Reproduce the records below exactly from their first line through the line containing "the kangaroo hind", omitting all pictures.

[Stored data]
-*-

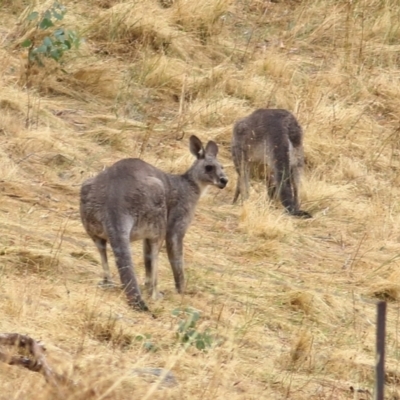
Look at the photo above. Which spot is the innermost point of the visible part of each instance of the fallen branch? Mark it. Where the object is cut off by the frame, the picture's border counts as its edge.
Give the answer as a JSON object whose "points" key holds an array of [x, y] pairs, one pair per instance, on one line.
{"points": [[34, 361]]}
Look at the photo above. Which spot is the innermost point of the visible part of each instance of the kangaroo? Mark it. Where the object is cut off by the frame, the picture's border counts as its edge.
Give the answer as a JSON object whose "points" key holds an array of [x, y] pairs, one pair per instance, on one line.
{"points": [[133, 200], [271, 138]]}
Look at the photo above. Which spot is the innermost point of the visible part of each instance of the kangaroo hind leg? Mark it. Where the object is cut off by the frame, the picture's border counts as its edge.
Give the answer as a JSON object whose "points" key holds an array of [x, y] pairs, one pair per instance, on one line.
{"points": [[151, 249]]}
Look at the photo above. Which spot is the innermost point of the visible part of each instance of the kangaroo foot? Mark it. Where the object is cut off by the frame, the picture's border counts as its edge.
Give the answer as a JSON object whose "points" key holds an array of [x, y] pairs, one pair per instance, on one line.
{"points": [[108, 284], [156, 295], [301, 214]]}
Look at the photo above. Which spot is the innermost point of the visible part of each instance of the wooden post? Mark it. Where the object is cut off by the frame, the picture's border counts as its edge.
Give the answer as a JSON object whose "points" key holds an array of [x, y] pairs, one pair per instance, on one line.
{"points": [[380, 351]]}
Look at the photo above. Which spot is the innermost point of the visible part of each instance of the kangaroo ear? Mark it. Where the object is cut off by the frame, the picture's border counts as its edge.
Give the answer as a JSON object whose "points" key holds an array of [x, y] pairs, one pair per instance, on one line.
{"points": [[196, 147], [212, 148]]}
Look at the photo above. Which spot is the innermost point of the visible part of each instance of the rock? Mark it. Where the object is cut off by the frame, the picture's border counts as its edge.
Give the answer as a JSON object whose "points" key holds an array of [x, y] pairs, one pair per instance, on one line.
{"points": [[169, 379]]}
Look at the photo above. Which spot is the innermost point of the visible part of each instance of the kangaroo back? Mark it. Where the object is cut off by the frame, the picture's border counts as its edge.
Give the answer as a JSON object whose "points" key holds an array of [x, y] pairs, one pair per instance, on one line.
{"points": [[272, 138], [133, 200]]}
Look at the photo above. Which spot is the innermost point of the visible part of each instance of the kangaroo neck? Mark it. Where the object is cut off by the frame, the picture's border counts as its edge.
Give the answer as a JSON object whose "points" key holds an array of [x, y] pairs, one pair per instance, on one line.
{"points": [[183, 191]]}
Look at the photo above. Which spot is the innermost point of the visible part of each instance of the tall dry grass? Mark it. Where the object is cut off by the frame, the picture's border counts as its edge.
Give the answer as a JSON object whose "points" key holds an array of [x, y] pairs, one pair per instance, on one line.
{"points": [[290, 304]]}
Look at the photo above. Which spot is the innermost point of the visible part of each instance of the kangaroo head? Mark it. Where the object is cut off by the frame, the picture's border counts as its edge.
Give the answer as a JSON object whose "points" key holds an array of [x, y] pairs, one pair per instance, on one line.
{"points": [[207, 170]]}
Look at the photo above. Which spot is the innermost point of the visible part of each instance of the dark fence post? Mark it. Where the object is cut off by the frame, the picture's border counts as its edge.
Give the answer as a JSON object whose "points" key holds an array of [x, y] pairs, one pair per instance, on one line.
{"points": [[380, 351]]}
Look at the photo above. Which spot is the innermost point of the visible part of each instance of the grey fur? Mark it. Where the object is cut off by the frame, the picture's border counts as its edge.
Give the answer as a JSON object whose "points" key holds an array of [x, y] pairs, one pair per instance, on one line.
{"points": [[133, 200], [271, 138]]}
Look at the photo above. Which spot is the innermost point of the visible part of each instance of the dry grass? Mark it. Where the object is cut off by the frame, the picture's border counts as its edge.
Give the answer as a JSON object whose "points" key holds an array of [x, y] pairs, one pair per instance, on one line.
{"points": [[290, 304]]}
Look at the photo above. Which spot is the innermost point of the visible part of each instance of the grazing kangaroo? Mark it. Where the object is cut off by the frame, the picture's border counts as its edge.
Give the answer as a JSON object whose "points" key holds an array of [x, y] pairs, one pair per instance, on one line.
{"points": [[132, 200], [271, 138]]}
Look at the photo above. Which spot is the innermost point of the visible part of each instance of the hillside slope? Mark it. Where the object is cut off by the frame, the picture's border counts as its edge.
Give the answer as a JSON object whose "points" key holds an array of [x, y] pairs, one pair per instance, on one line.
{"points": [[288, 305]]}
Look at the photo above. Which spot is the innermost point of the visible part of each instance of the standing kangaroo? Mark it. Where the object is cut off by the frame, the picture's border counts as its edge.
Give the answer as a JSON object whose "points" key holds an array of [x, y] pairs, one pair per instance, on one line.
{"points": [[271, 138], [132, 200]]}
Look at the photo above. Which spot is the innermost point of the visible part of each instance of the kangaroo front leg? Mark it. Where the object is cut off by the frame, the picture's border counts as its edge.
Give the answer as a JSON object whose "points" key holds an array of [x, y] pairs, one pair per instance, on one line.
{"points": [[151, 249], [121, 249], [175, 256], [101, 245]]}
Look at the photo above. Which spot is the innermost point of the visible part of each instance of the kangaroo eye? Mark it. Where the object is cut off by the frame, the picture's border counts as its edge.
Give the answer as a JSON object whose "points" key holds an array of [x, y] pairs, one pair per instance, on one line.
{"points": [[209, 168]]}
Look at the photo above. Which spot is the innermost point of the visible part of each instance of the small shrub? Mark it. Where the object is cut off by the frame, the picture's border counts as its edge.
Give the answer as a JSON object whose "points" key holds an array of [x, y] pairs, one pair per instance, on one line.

-*-

* Answer for the task:
Look at the photo above. Which spot is the innermost point of the visible part of each instance of the fallen branch? Mark it. Where the object is cut off by the frame, the picture's border counts as its edge.
Give the answer as a JSON object whose "points" key holds an array of [x, y] pairs, one pair per instance, on one line.
{"points": [[34, 361]]}
Look at the photo above. Which spot is the innermost point of the visible part of each instance of the kangaroo? Mark it. Where the object is cut off by the frame, the picture's border counts as its edge.
Give the answer as a JSON object whose "points" key holds an array of [x, y] pairs, one pair per instance, on one line.
{"points": [[133, 200], [271, 138]]}
Look at the photo above. Which spot is the innermost point of the visible part of each instance of the kangaroo hind leg? Mark it. Where the object is cut off by the frame, the picture's border counts as its edge.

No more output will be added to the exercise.